* GIVEN REQUEST
Can you rewrite every line of the listing below from the line with "Find the subway" up to and including the line with "xmin=249 ymin=145 xmax=351 ymax=250", adding -148 to each bounding-box coordinate value and leaving the other lines unchanged?

[Stored records]
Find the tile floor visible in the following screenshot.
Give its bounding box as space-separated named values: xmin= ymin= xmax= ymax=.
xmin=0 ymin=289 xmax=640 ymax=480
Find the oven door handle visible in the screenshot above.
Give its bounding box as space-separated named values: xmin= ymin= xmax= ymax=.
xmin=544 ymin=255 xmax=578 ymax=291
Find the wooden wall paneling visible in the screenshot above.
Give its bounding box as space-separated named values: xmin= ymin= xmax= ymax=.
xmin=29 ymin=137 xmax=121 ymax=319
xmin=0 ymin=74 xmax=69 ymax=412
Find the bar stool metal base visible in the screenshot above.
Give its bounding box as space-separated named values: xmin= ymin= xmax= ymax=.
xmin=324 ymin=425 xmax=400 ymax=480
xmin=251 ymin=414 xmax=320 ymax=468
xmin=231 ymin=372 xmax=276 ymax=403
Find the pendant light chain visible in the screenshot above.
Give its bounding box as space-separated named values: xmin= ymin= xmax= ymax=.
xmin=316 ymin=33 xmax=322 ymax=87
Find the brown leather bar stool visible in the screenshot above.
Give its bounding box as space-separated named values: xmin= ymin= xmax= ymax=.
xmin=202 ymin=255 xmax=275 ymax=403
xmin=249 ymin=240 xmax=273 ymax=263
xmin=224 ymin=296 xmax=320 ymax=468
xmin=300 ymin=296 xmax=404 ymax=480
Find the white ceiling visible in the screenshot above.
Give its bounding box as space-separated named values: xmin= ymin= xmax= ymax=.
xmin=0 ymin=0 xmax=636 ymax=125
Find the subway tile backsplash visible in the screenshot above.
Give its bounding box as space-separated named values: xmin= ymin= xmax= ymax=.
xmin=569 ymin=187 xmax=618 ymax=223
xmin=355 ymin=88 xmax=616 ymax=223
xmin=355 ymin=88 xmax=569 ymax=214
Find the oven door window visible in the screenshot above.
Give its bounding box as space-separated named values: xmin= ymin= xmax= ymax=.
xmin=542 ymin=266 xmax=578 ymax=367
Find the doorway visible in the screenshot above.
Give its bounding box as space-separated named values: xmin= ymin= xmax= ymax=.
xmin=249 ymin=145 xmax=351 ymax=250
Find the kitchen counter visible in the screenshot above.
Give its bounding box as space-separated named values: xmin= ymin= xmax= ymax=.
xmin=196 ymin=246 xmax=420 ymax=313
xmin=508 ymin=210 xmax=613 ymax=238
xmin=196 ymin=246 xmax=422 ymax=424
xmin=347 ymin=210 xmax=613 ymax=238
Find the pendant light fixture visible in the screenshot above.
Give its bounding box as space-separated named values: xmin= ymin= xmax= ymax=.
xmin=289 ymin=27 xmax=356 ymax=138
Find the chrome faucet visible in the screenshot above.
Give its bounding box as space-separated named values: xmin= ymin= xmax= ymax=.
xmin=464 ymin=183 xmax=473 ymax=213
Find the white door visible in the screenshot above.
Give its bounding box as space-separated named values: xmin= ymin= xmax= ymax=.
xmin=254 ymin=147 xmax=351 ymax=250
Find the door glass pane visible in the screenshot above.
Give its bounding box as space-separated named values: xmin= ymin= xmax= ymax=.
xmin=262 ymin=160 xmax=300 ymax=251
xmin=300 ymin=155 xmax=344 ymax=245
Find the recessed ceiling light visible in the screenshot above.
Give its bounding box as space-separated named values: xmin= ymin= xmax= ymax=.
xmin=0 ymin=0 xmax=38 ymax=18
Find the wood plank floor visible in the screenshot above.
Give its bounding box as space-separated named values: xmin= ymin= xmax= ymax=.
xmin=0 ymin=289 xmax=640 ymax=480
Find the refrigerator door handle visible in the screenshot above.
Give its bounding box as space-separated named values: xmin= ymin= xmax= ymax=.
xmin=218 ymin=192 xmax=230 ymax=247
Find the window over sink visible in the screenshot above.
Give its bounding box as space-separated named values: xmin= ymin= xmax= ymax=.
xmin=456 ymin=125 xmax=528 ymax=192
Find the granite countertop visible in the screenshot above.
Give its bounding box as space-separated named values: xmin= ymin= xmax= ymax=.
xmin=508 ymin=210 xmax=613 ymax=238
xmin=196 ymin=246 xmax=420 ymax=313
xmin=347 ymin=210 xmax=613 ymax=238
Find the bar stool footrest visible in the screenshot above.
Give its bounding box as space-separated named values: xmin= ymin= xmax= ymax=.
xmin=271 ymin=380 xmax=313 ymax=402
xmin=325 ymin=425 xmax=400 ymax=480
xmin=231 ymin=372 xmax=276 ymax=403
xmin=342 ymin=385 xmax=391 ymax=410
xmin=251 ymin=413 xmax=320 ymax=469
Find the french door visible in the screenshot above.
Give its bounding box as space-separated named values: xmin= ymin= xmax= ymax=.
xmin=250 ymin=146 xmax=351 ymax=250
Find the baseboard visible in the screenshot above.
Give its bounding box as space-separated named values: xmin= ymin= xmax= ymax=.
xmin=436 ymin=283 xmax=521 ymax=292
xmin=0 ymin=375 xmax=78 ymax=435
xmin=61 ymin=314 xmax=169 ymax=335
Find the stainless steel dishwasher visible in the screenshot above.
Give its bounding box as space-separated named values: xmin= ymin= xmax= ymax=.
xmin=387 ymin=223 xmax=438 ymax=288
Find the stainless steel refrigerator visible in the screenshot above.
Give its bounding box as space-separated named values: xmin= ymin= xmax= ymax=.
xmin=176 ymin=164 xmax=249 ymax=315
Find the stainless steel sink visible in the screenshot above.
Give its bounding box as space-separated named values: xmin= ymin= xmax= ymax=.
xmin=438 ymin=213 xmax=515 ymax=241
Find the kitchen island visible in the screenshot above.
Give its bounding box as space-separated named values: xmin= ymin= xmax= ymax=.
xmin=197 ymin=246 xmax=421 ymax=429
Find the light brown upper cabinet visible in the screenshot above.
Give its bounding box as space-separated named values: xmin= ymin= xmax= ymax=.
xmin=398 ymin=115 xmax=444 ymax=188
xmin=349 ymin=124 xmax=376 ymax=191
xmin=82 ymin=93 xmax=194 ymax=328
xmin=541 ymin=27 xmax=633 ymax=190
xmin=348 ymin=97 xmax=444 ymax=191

* FULL SOLUTION
Find the subway tile backsplash visible in the screenshot above.
Give its bounding box as space-separated named values: xmin= ymin= xmax= ymax=.
xmin=421 ymin=39 xmax=470 ymax=75
xmin=207 ymin=-60 xmax=468 ymax=75
xmin=207 ymin=-60 xmax=421 ymax=66
Find the oven door window visible in the screenshot above.
Give its bounding box as space-separated named values: xmin= ymin= xmax= ymax=.
xmin=394 ymin=118 xmax=430 ymax=219
Find the doorway visible in the screenshot above.
Give its bounding box as space-separated named values: xmin= ymin= xmax= ymax=.
xmin=101 ymin=-3 xmax=203 ymax=102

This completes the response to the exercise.